● **Selected excerpt**:
***

Overall, the project achieves success in building a functional web crawling, indexing, and querying system meeting the specified requirements.Generated outputs include downloaded HTML documents, a pickle file containing the inverted index, and JSON responses to user queries.
In the module "Scrapy-based Crawler", the crawler effectively downloads web documents in HTML format based on the provided seed URL/domain, with constraints on maximum pages and depth. It outputs downloaded HTML documents stored locally. However, ensure proper handling of edge cases such as unreachable URLs, infinite loops, or large-scale crawling impacting server loads.
In the module "Scikit-Learn based Indexer", the indexer efficiently builds an inverted index from the downloaded HTML documents, enabling subsequent search functionality. It outputs a pickle file containing the inverted index. However,validate data consistency and handle potential memory constraints when indexing large datasets.
In the module " Flask-based Processor", the processor effectively handles user queries, validates input, and returns relevant search results. It outputs JSON responses containing search results. However, implement robust error handling to gracefully manage invalid queries or unexpected errors during processing.
- Scrapy-based Crawler:
- Purpose: Downloads web documents in HTML format.
- Content Crawling Required: Initialize using seed URL/Domain, Max Pages, Max Depth.
- Data Sources:
- Links: Scrapy Documentation(https://scrapy.org/)
- Downloads: Install Scrapy via pip (pip3 install scrapy)
- Access Information: Utilize Scrapy spiders to crawl websites using the command - "scrapy runspider webcrawler.py -a seed_url='{seed_url}' -a max_pages={max_pages} -a max_depth={max_depth}"
- Scikit-Learn based Indexer:
- Purpose: Constructs an inverted index in pickle format.
- Search Indexing: Required: TF-IDF score/weight representation, Cosine similarity.
- Data Sources:
- Links: Scikit-Learn Documentation(https://scikit-learn.org/)
- Downloads: Install Scikit-Learn via pip (pip3 install scikit-learn)
- Access Information: Utilize Scikit-Learn's TF-IDF vectorizer and cosine similarity functions.
- Flask-based Processor:
- Purpose: Handles free text queries in JSON format.

***

● **Problems and tasks**:
a – Summarize the excerpt on the web crawling and search project in two sentences.
b – According to the excerpt on the web crawling and search project, which three values are used to initialize the crawler?
c – For each statement, say whether it agrees with the excerpt on the web crawling and search project, and quote the words of the excerpt that decide it.
(i) The indexer saves its inverted index as a JSON file.
(ii) The processor returns search results in JSON responses.
(iii) The indexer requires TF-IDF weights and cosine similarity.

● **Listed records**:
***

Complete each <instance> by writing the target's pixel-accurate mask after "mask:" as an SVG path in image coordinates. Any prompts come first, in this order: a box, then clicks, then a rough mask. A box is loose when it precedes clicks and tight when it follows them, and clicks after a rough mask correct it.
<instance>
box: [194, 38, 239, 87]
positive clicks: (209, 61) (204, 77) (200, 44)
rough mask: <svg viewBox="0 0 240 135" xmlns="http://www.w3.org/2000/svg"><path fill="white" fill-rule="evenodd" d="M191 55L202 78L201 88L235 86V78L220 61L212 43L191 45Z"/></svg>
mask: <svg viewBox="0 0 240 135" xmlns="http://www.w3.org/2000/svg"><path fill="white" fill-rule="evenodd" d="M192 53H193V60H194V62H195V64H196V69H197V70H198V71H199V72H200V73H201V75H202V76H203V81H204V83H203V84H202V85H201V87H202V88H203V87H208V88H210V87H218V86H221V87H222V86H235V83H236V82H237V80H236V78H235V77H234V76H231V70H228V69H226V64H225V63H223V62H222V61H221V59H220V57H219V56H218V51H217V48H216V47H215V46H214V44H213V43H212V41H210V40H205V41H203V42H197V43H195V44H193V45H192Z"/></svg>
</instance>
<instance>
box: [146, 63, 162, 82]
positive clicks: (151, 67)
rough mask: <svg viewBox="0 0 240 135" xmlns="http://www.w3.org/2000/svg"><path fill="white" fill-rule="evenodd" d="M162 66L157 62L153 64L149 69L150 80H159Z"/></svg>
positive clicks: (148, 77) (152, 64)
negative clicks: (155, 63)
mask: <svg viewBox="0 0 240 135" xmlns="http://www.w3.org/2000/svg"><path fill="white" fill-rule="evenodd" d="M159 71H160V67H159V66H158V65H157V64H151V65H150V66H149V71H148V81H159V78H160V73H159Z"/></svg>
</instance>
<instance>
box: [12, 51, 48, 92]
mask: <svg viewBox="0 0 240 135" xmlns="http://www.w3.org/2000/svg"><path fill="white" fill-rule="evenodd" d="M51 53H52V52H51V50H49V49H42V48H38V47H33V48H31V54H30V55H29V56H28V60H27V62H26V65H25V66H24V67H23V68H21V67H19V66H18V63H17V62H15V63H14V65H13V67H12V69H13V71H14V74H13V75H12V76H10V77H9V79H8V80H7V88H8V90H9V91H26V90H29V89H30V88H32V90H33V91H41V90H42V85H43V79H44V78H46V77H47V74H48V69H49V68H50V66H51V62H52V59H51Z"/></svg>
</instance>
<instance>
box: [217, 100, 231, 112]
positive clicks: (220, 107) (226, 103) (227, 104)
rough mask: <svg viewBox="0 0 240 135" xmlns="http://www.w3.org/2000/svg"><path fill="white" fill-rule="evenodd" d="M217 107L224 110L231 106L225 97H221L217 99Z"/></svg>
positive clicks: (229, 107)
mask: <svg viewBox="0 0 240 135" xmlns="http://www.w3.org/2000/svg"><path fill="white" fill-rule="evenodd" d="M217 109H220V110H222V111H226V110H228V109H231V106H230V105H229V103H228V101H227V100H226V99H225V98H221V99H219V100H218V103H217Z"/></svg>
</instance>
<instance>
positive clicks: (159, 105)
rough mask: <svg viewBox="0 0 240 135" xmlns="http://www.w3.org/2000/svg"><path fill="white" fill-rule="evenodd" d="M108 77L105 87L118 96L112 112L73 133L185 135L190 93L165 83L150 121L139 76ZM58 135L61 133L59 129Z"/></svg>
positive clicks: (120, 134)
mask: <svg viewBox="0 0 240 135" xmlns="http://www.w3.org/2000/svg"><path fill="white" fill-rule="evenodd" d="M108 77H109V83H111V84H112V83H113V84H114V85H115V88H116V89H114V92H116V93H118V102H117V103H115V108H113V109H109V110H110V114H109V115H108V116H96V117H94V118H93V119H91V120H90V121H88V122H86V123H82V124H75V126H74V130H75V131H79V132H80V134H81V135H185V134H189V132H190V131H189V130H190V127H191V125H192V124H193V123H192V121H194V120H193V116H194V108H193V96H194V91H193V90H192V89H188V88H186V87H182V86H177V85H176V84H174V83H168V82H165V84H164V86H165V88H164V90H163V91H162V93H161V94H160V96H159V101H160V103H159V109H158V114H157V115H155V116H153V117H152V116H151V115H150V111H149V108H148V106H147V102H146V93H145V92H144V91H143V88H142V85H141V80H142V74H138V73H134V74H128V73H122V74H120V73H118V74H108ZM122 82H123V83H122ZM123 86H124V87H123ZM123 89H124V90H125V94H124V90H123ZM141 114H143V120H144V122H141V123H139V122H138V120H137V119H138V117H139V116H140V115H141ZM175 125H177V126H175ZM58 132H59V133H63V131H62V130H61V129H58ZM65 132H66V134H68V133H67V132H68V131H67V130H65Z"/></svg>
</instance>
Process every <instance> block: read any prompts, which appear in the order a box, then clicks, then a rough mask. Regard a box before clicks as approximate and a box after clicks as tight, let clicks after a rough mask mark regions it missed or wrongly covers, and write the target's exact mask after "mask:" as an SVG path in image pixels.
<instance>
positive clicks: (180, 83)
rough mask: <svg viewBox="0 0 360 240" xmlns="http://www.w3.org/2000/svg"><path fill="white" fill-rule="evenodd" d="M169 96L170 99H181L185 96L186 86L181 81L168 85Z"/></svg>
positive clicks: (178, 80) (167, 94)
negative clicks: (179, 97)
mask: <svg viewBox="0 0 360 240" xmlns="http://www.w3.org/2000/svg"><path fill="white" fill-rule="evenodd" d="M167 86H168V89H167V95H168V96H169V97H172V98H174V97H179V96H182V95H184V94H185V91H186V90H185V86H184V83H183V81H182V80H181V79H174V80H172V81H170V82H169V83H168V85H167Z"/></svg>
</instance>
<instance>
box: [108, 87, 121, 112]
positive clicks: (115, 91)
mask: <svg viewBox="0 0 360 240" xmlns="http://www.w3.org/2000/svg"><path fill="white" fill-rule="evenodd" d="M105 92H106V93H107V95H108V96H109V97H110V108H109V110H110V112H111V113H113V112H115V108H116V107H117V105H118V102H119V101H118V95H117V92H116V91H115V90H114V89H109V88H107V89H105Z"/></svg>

***

● **Answers given**:
a – The project builds a working system for crawling, indexing, and querying web documents, and its outputs are downloaded HTML documents, a pickle file holding an inverted index, and JSON responses to user queries. It consists of a Scrapy-based crawler, a Scikit-Learn based indexer, and a Flask-based processor, each of which does its job but still needs better handling of edge cases, large data, or errors.

b – The seed URL or domain, the maximum number of pages, and the maximum depth.

c –
(i) No: "It outputs a pickle file containing the inverted index."
(ii) Yes: "It outputs JSON responses containing search results."
(iii) Yes: "Required: TF-IDF score/weight representation, Cosine similarity."